◆ Problems to solve
a – In the notes on light, at what angle is each plane mirror set in a simple periscope?
b – Carry the notes on light forward from their last sentence, keeping the same study-guide style.
___ Extract to read ___
Light
Luminous Sources of Light
Objects which emit their own light are known as luminous sources.
Examples - The Sun, fireflies, fire, lightning, lava, and deep-sea creatures (due to bioluminescence) are all natural luminous sources. Then we have artificial luminous sources like LEDs, neon lights, TVs, phone screens, etc.
Non-Luminous Sources of Light
Objects which don’t emit their own light and reflect light from a luminous source are known as non- luminous objects.
Examples- The Moon, planets, humans and animals, the ocean, books, furniture, etc.
The Law of Reflection
Law of reflection: angle of incidence = angle of reflection
Periscope
A simple periscope uses two plane mirrors placed parallel to each other, each set at a 45° angle.
When light hits each mirror, it reflects at a 90° angle, allowing you to see over or around obstacles.
Regular and Diffuse reflection
When light is reflected as a parallel beam, it is known as regular reflection.
When light is reflected irregularly, it is known as diffuse reflection

Real and Virtual Images
A real image is one that you can actually project onto a screen—like in a movie theater.
It’s formed when light rays meet at a point, so it can be caught on a wall or paper.
These images are usually upside down (inverted).
A virtual image, on the other hand, is like your reflection in a mirror.
You can see it, but you can’t project it onto a screen because the light rays don’t actually meet—they just seem to come from a certain place.
These images are always right side up (erect)
Plane mirrors
Images in plane mirrors are-
- virtual
- same size as object
- the same distance as the object is in front
Kaleidoscope
This uses 3 plane mirrors placed in a triangular shape at 60° each. These mirrors are attached to a card with a pinhole in the center and beads are put in front of the mirror and the mirror is closed off with a transparent substance.
Refraction of Light
The bending of light when it passes from one medium to the other is known as refraction. angle i = angle between incident ray and normal
angle r = angle between refracted ray and normal

Refractive Index
Light is refracted because its speed changes when it enters another medium.
refractive index = n
n = (speed of light in air or vacuum)/(speed of light in medium)
n = sin(i)/ sin(r)
Critical Angle
Critical angle: The smallest angle at which light going from one material to another bends so much that it stays inside the first material instead of passing through the boundary.
n= 1 / sin(c)
For the IGCSE Physics exams, you may be asked to calculate the critical angle and refractive index.
These formulas can come in handy for these calculations and we suggest that you practice example questions from the past papers to feel more confident for these.
___ Entries ___
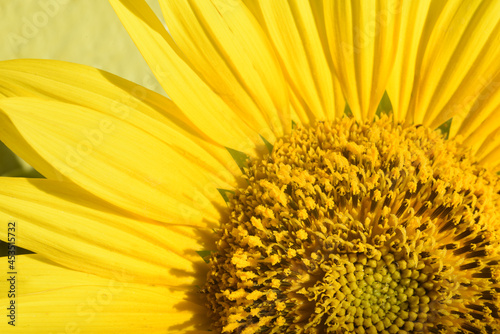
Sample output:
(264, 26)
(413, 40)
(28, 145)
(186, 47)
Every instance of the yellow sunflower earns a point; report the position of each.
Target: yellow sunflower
(296, 180)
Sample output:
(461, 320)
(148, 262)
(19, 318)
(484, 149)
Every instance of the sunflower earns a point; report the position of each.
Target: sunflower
(318, 167)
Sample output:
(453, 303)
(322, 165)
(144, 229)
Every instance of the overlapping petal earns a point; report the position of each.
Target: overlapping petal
(363, 38)
(118, 154)
(52, 299)
(96, 89)
(294, 32)
(460, 58)
(77, 230)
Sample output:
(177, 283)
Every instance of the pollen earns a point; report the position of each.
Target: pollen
(350, 227)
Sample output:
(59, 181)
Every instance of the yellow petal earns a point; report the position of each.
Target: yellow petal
(293, 30)
(194, 97)
(363, 38)
(118, 154)
(52, 299)
(461, 58)
(418, 17)
(229, 50)
(79, 231)
(96, 89)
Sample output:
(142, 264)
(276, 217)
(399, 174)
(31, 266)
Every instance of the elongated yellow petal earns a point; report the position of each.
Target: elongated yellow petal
(77, 230)
(52, 299)
(229, 50)
(96, 89)
(194, 97)
(418, 18)
(363, 38)
(293, 30)
(460, 60)
(117, 154)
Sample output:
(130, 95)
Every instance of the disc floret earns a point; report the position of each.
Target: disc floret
(362, 228)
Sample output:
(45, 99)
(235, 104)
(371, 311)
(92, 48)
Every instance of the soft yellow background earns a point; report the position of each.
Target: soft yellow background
(80, 31)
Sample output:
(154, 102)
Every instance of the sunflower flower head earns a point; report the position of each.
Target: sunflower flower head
(360, 228)
(361, 217)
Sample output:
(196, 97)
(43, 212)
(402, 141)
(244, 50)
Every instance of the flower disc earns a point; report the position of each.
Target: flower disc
(360, 228)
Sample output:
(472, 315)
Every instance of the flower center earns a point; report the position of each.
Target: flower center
(360, 228)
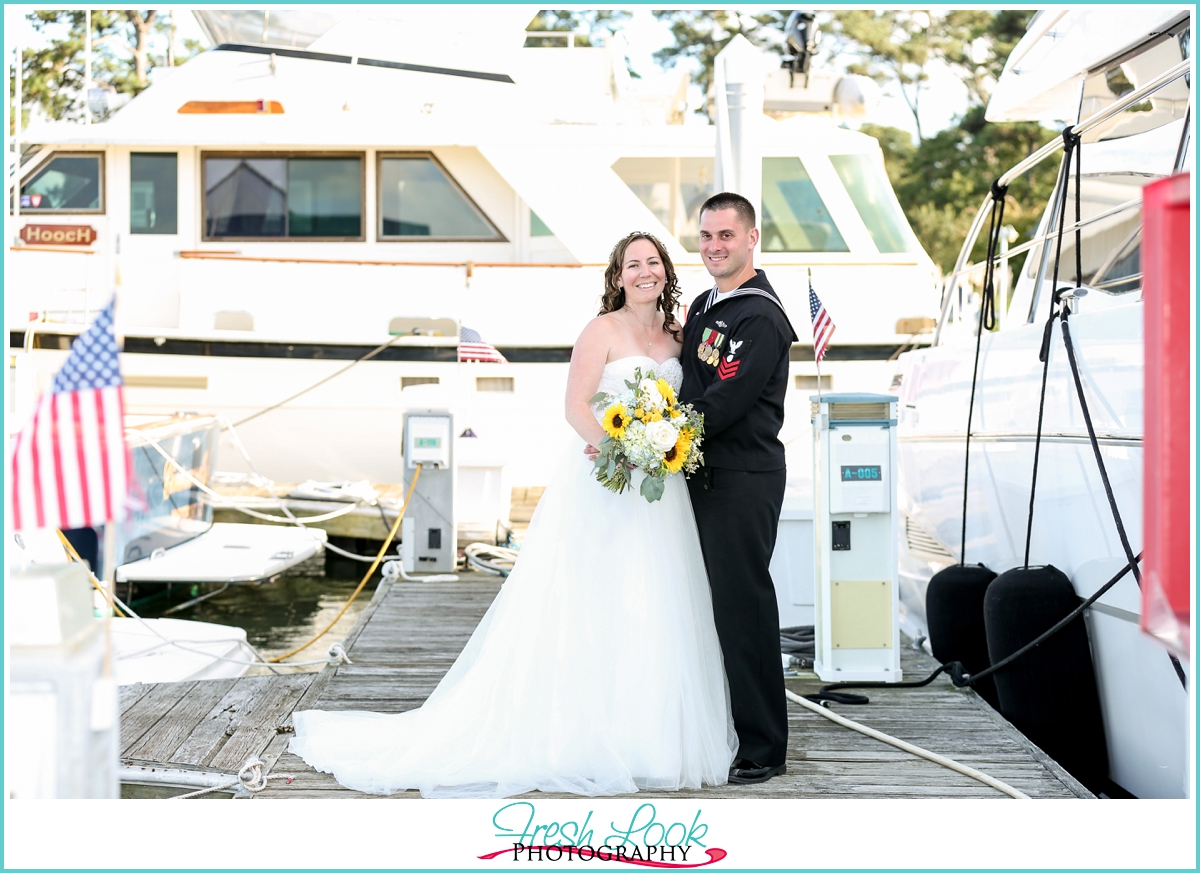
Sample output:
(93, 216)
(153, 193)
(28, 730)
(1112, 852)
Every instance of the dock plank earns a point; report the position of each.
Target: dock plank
(411, 633)
(222, 721)
(149, 709)
(258, 724)
(179, 723)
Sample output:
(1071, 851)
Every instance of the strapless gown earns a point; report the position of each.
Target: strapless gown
(597, 670)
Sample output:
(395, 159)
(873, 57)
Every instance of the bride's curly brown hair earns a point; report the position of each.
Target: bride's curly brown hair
(615, 295)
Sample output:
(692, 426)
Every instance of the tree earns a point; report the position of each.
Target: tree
(899, 46)
(701, 36)
(889, 46)
(943, 180)
(573, 20)
(123, 55)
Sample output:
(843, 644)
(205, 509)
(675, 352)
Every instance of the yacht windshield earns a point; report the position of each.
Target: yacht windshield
___
◆ Per-task outputs
a – 45°

b –
Optical fibres
Optical fibres work by trapping light by total internal reflection inside a bent glass rod and piped along a curved path.
Total internal reflection occurs when light traveling through a denser medium encounters a boundary with a less dense medium at an angle of incidence greater than the critical angle, causing all the light to be reflected back into the denser medium.
Thousands of hair‑thin glass strands are bundled into a single, bendy cable to form a fiber‑optic line.
Today these cables carry everything from phone calls and video chats to gigabit‑speed internet and streaming in crystal‑clear quality—transferring data at speeds that dwarf anything copper wires can manage
Lenses
Lenses are a part of our everyday lives (as every part of physics is!).
Spectacles glasses, camera lenses, magnifying glasses, microscope eyepieces, telescope lenses and in almost everywhere!
Lenses work by refracting light.
When a ray strikes the surface of the lens, it is refracted towards the normal. When the ray leaves the lens, it is refracted away from the normal.
Types of Lenses
Lenses can be divided in two types:
- Converging lenses
- Diverging lenses
Converging lenses can be described by their appearance, which is fatter in the middle than at the edges.
Converging lenses are used often as magnifying glasses and as burning glasses. Converging lenses always give magnified and detailed images.
Diverging lenses can also be described by their appearance, which is fatter in the edges than at the middle.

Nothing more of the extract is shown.